Required tasks
A) In the owl removal passage, how many owls will be removed from the Washington site?
B) From the owl removal passage, reproduce word for word the part that opens with the words containing "The feds will" and closes with "project this fall.".
C) For each statement, decide whether the owl removal passage supports it. Answer yes or no and quote the deciding words. (i) The Washington site is mostly managed by the U.S. Forest Service. (ii) The owl removal project is set to start in the spring. (iii) Dan Ashe names competition from barred owls as the only factor in the northern spotted owl's decline.

Text segment
○ ○ ○ ○

The feds will remove 3,600 barred owls from four sites in Washington, Oregon and Northern California. That includes 630 owls removed from the Washington site, located on 220,400 acres, mostly managed by the U.S. Forest Service, near Cle Elum.

Technically, though, the feds’ announcement in July described the barred owl plan as the “preferred alternative.” This week, the USFW said it gave final approval to start the owl removal project this fall.

“We can’t ignore the mounting evidence that competition from barred owls is a major factor in the northern spotted owl’s decline, along with habitat loss,” said Service Director Dan Ashe. “We are working with our partners to improve forest health and support sustainable economic opportunities for local communities, and this experimental removal will help us determine whether managing the barred owl population also helps recover the northern spotted owl.”

○ ○ ○ ○

Dataset excerpts
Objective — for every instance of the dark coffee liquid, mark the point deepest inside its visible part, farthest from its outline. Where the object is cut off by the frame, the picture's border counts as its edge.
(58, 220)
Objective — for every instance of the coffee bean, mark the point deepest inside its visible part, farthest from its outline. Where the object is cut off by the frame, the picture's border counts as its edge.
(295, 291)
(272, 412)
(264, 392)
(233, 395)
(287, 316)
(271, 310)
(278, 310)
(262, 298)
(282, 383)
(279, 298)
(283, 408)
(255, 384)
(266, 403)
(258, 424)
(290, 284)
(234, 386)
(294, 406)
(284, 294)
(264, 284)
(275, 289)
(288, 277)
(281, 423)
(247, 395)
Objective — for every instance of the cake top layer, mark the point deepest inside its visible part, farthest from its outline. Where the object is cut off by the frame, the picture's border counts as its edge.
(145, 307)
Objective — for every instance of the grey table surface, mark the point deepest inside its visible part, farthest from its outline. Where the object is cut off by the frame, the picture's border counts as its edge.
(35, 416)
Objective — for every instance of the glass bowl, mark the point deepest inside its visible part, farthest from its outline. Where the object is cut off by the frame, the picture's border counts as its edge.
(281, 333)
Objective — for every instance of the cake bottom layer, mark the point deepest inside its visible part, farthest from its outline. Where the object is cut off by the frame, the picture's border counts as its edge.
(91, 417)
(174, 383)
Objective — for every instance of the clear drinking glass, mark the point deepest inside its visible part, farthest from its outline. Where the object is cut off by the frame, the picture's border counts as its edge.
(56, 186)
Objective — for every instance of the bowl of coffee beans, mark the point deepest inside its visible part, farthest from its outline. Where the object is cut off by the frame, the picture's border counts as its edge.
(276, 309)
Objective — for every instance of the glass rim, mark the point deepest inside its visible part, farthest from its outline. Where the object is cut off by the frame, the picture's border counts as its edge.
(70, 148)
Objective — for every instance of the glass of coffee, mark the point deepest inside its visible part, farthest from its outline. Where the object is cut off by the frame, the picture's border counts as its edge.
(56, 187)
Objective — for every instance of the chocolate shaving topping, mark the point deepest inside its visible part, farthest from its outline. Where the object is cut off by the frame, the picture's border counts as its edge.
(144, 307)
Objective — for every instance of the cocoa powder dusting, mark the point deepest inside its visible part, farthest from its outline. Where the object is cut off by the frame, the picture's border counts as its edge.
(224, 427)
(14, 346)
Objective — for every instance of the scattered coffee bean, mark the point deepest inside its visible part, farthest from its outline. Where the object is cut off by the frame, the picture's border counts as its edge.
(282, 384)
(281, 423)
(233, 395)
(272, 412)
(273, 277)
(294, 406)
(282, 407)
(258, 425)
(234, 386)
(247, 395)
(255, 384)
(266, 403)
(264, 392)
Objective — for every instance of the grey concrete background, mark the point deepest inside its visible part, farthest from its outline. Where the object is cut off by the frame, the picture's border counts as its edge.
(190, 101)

○ ○ ○ ○

Task-by-task results
A) 630 owls.

B)
The feds will remove 3,600 barred owls from four sites in Washington, Oregon and Northern California. That includes 630 owls removed from the Washington site, located on 220,400 acres, mostly managed by the U.S. Forest Service, near Cle Elum.

Technically, though, the feds’ announcement in July described the barred owl plan as the “preferred alternative.” This week, the USFW said it gave final approval to start the owl removal project this fall.

C)
(i) Yes: "mostly managed by the U.S. Forest Service"
(ii) No: "start the owl removal project this fall"
(iii) No: "a major factor in the northern spotted owl’s decline, along with habitat loss"